=== Extrait source ===
%%

L’Amant d’un jour : les vases communicants
Présenté le 19 mai 2017 à la Quinzaine des Réalisateurs. Sortie prévue le 31 mai 2017. Durée : 1h16.
Tranquille pensionnaire de la Quinzaine des Réalisateurs (l’accueil glacial de La Frontière de l’aube en sélection officielle lors du festival 2008 l’ayant sans doute vacciné à vie), Philippe Garrel se sent bien dans cette section qui refuse la notion de compétition. Cela lui permet de rester dans sa zone de confort et de ne surtout pas aller se confronter au monde extérieur. Ne pas en sortir, jamais. Continuer à filmer les mêmes histoires, les mêmes dynamiques (le mot est mal choisi), les mêmes considérations nombrilistes. Les filmer mal, de surcroît. Jouer les artistes écorchés au point de mépriser la technique ou les règles de base (comme celle qui consiste à ne pas balancer un morceau musical au beau milieu d’un dialogue de façon à le rendre intelligible jusqu’au bout). Régulièrement, on ne comprend pas ce que se racontent les protagonistes de L’Amant d’un jour. Parce que Garrel se pense au-delà de ça. En résumé, il s’en fout. Et c’est communicatif.
On aimerait ne pas pousser l’acharnement plus loin. Mais chaque détail, chaque situation témoigne d’une méconnaissance totale de la réalité du monde où évoluent ses semblables. Dans L’Amant d’un jour, une bouilloire allumée moins de trois secondes permet d’obtenir un café bien chaud. On y baise dans les chiottes de l’université, porte grande ouverte, alors qu’il y a du passage, parce qu’apparemment c’est ce que les gens font. Et même pas par exhibitionnisme ou par passion. Juste parce que c’est plus pratique d’un point de vue scénaristique (ils sont quatre au scénario, dont Jean-Claude Carrière). Un tel mépris du réel et du public, ça ne devrait plus être possible de nos jours, même avec un talent immense. Pourtant Garrel continue sa navrante entreprise à grands coups de films charbonneux aux titres interchangeables.

%%

=== Exercice 1 ===
Recopiez le passage de la critique de L'Amant d'un jour qui commence par « On aimerait ne » et se poursuit jusqu'à « aux titres interchangeables. ».
=== Exercice 2 ===
Poursuivez la critique de L'Amant d'un jour à la suite de sa dernière phrase.

=== Données à analyser ===
%%

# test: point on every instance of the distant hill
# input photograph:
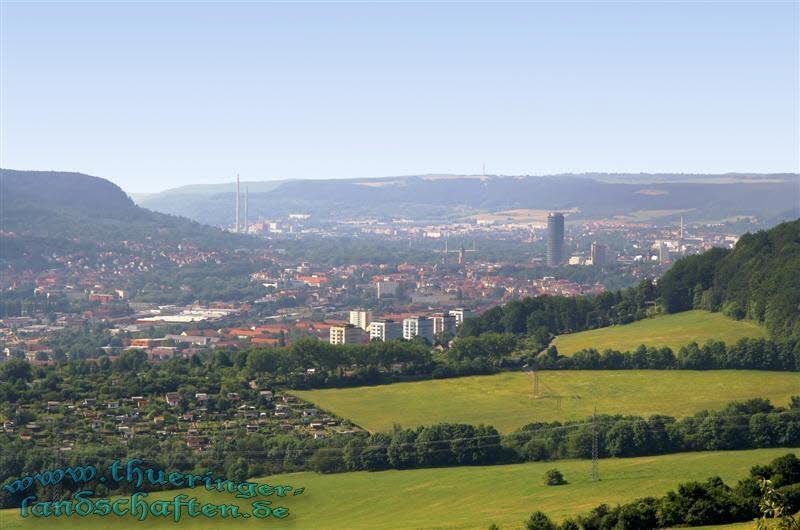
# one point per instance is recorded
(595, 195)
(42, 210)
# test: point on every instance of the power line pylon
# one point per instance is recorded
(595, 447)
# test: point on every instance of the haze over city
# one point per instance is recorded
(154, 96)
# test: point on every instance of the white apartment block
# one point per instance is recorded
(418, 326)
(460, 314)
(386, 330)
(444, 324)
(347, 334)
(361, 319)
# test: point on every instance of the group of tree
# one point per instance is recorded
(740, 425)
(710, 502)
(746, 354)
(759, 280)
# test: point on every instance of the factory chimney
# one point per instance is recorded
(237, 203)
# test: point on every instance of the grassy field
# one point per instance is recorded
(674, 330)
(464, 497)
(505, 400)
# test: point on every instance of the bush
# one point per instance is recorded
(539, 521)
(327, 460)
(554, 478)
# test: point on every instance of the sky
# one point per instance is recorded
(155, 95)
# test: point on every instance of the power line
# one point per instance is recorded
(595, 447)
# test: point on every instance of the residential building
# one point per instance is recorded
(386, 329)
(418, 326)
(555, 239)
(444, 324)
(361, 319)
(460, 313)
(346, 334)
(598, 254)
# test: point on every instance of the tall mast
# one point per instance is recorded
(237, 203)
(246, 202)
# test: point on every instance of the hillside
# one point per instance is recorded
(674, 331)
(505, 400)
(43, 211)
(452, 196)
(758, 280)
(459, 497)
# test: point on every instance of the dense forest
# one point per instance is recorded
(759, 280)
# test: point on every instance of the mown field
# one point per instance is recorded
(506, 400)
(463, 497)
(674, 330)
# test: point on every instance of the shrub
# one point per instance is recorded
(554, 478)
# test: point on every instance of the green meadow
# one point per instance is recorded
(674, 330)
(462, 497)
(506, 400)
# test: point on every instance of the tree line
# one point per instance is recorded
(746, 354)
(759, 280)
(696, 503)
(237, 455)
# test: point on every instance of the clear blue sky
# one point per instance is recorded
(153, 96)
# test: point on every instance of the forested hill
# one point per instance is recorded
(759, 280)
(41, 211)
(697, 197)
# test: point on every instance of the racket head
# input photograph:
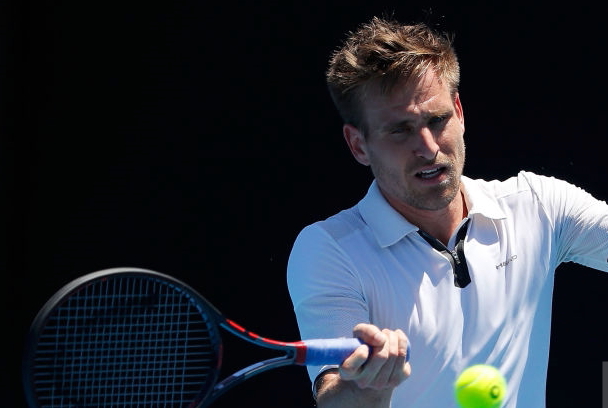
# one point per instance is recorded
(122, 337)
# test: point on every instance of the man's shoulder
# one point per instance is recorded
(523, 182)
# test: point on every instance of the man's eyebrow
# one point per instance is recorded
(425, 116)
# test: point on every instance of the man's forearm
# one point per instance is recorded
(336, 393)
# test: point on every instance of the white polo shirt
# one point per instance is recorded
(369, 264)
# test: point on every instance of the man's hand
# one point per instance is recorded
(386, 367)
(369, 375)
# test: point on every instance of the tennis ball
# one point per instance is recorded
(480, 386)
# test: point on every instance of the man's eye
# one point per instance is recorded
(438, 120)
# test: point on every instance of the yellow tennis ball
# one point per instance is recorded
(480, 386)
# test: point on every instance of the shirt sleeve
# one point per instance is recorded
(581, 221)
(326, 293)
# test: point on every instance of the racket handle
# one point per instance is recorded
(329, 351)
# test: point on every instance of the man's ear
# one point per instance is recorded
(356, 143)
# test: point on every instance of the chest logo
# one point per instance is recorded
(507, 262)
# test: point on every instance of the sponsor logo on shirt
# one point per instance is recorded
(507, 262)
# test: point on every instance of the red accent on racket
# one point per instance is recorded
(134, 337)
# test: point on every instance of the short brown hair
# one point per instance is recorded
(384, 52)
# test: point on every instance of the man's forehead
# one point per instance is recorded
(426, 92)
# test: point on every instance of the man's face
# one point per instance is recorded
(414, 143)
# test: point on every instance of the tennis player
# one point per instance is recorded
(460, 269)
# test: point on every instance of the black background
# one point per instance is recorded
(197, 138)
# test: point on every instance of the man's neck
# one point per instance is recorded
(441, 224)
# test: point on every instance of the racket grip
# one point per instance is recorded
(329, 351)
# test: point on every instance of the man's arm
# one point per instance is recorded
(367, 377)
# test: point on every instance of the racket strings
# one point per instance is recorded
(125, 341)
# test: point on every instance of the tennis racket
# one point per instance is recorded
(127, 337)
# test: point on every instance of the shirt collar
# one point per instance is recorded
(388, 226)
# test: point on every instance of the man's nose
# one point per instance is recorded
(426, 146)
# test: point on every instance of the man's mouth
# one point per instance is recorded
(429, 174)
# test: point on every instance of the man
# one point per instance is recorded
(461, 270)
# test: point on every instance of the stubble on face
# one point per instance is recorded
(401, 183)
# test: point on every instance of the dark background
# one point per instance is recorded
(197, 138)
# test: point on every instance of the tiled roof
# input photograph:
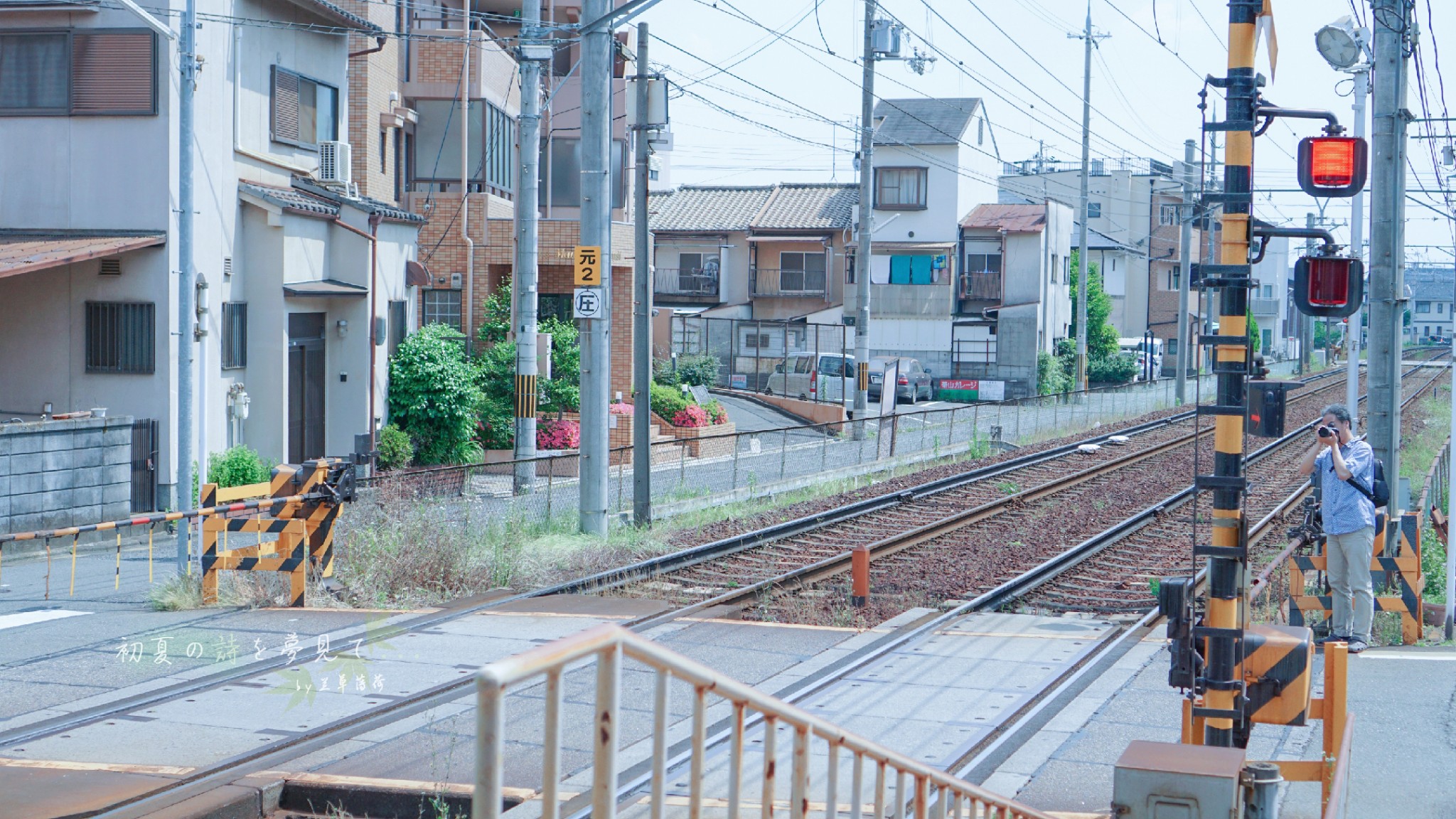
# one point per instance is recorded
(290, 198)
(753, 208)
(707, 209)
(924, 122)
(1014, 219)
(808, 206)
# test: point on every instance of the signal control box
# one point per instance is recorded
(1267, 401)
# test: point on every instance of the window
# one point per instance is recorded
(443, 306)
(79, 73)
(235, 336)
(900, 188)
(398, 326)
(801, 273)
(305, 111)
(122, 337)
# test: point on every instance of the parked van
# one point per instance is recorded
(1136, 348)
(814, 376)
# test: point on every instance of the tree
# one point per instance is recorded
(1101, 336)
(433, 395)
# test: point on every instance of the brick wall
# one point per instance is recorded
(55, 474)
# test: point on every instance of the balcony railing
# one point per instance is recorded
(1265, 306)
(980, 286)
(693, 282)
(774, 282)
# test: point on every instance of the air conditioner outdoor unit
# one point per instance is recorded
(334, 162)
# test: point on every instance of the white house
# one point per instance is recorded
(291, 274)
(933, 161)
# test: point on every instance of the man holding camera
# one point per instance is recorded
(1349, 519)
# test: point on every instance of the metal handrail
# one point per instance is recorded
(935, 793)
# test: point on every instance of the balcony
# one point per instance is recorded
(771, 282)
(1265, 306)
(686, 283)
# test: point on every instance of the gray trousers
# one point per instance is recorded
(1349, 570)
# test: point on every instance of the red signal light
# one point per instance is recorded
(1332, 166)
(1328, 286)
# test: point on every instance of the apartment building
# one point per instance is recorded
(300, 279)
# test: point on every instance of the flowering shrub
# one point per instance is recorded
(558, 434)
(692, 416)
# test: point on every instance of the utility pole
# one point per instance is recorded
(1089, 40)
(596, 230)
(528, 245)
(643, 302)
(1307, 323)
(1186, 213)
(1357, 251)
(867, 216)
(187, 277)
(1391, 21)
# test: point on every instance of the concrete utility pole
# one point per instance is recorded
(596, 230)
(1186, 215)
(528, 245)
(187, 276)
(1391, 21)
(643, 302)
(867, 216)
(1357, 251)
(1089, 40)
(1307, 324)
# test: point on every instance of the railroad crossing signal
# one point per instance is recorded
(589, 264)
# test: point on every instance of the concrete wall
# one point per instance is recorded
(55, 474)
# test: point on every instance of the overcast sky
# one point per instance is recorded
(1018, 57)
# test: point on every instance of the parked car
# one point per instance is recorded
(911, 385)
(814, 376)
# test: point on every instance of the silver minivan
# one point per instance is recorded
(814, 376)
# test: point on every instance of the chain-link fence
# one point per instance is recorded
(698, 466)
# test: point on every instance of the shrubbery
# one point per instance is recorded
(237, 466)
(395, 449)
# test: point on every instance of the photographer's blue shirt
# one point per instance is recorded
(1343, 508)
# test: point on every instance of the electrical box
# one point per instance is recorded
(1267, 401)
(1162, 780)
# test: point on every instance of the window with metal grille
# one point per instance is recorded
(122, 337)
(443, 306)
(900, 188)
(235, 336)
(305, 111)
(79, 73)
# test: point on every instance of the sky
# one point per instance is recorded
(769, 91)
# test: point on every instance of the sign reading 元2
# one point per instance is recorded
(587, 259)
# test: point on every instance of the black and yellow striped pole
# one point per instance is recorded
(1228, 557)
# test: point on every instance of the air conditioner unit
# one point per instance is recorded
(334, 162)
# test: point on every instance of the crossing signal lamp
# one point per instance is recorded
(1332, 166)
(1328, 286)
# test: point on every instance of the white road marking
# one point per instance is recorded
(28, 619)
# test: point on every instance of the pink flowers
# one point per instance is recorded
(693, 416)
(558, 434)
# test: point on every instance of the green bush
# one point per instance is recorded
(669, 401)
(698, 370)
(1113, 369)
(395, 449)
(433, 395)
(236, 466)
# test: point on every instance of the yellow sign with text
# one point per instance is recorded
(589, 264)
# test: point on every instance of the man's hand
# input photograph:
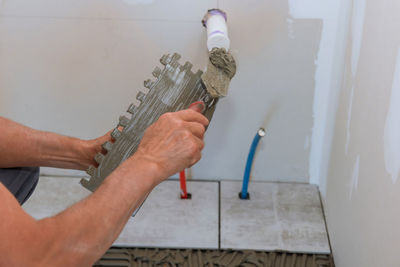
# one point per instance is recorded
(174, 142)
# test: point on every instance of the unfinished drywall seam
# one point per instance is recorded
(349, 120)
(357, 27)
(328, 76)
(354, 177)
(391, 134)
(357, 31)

%%

=== Zone de réponse 1 ===
On aimerait ne pas pousser l’acharnement plus loin. Mais chaque détail, chaque situation témoigne d’une méconnaissance totale de la réalité du monde où évoluent ses semblables. Dans L’Amant d’un jour, une bouilloire allumée moins de trois secondes permet d’obtenir un café bien chaud. On y baise dans les chiottes de l’université, porte grande ouverte, alors qu’il y a du passage, parce qu’apparemment c’est ce que les gens font. Et même pas par exhibitionnisme ou par passion. Juste parce que c’est plus pratique d’un point de vue scénaristique (ils sont quatre au scénario, dont Jean-Claude Carrière). Un tel mépris du réel et du public, ça ne devrait plus être possible de nos jours, même avec un talent immense. Pourtant Garrel continue sa navrante entreprise à grands coups de films charbonneux aux titres interchangeables.

=== Zone de réponse 2 ===
C’est donc l’histoire d’un prof de fac qui vit une folle histoire d’amour avec une étudiante âgée de 23 ans. Parallèlement, sa fille, également âgée de 23 ans, est quittée par celui qu’elle pensait être l’homme de sa vie. L’un est tout en haut, l’autre au fond du trou. Ce que le film va tenter de montrer, c’est comment les deux trajectoires vont se croiser, voire se nourrir chacune de l’autre, dans un jeu de vases communicants. Les intentions précèdent hélas les images. Une voix off empesée vient stabiloter lourdement ce qui était évident, et l’enchaînement des situations est si schématique (un crescendo contre un decrescendo) que l’issue ne fait guère de doute.
Le cinéma de Philippe Garrel n’a pas attendu 2017 pour devenir patriarcal. Dans le genre, il a même fait pire qu’ici. Mais cette façon de ne considérer que deux catégories de femmes et de rendre invisibles toutes les autres est aussi déplaisante qu’abjecte. Il y a les belles jeunes femmes, celles qui à 23 ans ne rêvent que de coucher et d’aimer des hommes au moins deux fois plus vieux qu’elles. Femmes qui sont considérées comme des salopes dès lors qu’elles finissent par avoir envie d’aller voir ailleurs, chercher un peu de jeunesse et de fraîcheur. Et il y a les filles, celles dont on est le père. Elles ont le même âge, mais elles sont pures et virginales. Elle ne rêvent que de l’amour absolu et commencent leur vie sexuelle le plus tard possible. Difficile d’imaginer cinéma plus rétrograde que celui-là. C’est d’autant plus dommage qu’Éric Caravaca et Esther Garrel livrent des prestations relativement honorables malgré des dialogues pas toujours évidents. Mais les acteurs les plus intenses du monde ne pourraient pas sauver l’insauvable.